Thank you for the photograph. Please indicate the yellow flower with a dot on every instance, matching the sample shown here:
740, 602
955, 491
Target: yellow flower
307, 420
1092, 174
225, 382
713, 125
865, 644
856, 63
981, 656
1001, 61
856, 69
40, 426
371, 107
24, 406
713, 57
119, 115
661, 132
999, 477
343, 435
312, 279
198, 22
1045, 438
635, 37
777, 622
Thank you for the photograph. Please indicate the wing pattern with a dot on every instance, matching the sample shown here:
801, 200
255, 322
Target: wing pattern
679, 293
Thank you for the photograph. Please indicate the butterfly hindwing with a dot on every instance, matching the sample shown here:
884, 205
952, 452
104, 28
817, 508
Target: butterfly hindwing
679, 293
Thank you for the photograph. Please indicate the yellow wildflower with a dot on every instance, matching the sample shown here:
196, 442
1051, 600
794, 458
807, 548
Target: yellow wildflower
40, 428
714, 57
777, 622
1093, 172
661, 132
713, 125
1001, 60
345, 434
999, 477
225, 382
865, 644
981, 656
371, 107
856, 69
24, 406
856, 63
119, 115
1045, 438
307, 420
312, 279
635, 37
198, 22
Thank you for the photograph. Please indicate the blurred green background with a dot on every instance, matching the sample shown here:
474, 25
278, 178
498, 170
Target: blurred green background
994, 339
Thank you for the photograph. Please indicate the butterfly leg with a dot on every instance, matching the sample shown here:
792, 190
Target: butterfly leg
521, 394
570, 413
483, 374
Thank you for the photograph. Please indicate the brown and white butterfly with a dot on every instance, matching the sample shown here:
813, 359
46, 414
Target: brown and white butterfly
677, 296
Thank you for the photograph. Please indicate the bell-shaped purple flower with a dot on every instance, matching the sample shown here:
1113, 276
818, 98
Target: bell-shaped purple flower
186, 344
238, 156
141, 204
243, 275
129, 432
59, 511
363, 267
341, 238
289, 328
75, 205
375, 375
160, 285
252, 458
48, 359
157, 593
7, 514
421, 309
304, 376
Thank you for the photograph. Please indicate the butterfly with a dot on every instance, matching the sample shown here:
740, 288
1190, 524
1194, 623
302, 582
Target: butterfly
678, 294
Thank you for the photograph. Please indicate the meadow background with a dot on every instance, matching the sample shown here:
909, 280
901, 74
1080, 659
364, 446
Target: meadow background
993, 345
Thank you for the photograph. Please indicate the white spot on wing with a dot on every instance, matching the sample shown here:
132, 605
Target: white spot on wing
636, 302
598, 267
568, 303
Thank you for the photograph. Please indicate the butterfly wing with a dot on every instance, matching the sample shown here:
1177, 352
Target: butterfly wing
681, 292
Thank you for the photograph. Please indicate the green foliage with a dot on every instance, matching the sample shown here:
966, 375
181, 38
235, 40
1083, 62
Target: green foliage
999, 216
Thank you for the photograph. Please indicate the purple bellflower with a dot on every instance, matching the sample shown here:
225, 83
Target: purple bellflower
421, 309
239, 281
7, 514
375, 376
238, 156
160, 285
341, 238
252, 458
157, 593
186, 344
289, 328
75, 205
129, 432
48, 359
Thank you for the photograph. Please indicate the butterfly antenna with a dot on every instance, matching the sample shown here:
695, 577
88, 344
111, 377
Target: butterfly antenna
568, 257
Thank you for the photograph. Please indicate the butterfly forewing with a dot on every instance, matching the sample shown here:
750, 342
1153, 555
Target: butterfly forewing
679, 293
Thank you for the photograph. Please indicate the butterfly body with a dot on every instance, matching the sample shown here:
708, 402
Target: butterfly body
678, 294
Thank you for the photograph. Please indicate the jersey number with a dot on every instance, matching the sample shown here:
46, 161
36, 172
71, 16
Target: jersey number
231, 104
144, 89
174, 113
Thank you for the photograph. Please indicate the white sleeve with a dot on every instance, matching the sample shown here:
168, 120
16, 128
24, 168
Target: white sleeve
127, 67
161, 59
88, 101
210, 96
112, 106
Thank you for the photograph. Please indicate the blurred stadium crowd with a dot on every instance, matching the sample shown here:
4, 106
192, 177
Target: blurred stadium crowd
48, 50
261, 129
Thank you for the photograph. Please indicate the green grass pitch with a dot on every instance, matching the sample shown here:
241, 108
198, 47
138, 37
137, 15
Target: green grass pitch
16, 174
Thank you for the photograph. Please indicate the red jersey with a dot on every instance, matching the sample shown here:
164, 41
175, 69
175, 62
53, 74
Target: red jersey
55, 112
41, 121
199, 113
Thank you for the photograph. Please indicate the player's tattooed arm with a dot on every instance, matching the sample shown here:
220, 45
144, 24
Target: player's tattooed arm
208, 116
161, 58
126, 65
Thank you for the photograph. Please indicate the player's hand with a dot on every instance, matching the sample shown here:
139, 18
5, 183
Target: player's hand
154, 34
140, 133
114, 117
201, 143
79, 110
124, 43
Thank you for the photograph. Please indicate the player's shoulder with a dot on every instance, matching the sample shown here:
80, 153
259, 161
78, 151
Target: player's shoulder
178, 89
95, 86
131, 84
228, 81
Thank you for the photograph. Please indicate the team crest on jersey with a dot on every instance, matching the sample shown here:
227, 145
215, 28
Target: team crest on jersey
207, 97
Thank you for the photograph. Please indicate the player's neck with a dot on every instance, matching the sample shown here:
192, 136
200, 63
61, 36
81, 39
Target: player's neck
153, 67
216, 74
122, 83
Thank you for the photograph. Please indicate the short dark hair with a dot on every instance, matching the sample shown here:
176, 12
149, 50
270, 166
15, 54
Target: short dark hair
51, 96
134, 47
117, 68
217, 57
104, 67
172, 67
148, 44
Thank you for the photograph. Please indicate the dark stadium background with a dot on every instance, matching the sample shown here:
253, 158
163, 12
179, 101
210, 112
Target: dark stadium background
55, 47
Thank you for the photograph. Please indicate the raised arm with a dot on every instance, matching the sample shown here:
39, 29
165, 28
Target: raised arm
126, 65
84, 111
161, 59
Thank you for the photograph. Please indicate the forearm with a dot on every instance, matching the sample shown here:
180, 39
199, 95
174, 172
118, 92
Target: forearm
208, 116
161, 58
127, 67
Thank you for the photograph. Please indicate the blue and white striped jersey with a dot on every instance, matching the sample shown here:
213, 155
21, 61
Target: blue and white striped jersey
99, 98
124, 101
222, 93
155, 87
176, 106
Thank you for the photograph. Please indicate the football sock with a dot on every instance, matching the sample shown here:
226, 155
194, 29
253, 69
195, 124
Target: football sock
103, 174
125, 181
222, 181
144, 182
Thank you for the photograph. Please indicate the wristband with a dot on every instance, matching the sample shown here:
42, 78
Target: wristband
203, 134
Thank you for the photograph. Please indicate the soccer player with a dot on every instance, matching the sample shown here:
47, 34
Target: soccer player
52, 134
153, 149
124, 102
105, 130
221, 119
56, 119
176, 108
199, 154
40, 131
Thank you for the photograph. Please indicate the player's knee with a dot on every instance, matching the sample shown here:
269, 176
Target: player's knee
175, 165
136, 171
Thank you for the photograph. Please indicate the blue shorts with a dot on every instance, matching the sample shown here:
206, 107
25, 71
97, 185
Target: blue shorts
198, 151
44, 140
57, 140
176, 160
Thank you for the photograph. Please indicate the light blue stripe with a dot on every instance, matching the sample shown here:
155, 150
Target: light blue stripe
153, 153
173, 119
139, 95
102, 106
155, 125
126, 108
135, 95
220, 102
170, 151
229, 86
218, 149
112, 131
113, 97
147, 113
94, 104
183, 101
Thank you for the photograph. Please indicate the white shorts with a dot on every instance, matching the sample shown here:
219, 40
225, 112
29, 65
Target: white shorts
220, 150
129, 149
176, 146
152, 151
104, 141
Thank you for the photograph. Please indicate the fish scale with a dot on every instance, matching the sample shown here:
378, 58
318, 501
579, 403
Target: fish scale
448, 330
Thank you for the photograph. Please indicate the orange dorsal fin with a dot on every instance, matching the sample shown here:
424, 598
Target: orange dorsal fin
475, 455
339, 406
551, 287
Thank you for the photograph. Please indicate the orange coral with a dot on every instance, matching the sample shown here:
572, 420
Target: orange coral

*GIVEN INSTRUCTION*:
Only the lines from the one with "Thank you for the photograph. Please indicate the blue and" through the end of the material are wanted; copy them exactly, both ends included.

*RESULT FOR THIS EXERCISE*:
Thank you for the photograph. Please indicate the blue and white striped jersey with a dot on every instance, matching the sample shown here:
213, 155
21, 61
Target: blue and white striped jersey
99, 98
124, 101
222, 93
155, 87
176, 106
Thank you for the photograph. Please indicate the football sock with a dot on every instance, matching the sample shown here:
226, 155
194, 29
253, 69
195, 124
Target: football sock
103, 174
125, 181
222, 181
144, 182
Thank you for the photograph. Please indicate the wristband with a dot on every instance, matching the sample shown here:
42, 78
Target: wristband
203, 134
Thank you for the photograph. Please indicate the soccer player with a dot on every instance, matching the sample shown here:
47, 34
Target: soccer player
52, 134
153, 149
124, 102
105, 130
221, 119
56, 119
176, 108
199, 154
40, 131
Thank you for the photograph. Please indicate the player's knee with a dot on every instance, matching the sample shown here:
269, 176
Target: player's knee
175, 165
136, 171
Thank you for the photograph. Please indicate the blue shorts with a dot on every instance, matching the sample shown here:
206, 107
25, 71
97, 185
Target: blue shorts
198, 151
44, 140
57, 140
176, 160
Thank you for the photograph. Please indicate the light blue stripe with a dot on every instance, matching the sample shown here:
155, 150
Target: light blue stripe
153, 153
173, 119
139, 95
102, 106
155, 125
126, 108
135, 95
220, 102
170, 151
229, 86
218, 149
112, 131
113, 97
147, 113
94, 104
183, 101
Thank you for the photograph. Please indicate the white shorts with a dot on every instance, matching the sample shown here:
219, 40
225, 112
29, 65
Target: white shorts
220, 150
129, 149
176, 146
152, 151
104, 141
Thank you for the photograph. Please indicate the fish scale with a dot on every instance, matching the sample shown here:
378, 58
318, 501
579, 403
Target: fish scale
448, 330
Thank you for the photograph. Please indicate the orange dorsal fin with a dot on every instance, matching the sample shown here:
424, 598
Target: orange dorsal fin
475, 455
339, 406
551, 287
Thank you for the photograph. Please indicate the orange coral with a dot on every instance, matching the sample shown here:
572, 420
Target: orange coral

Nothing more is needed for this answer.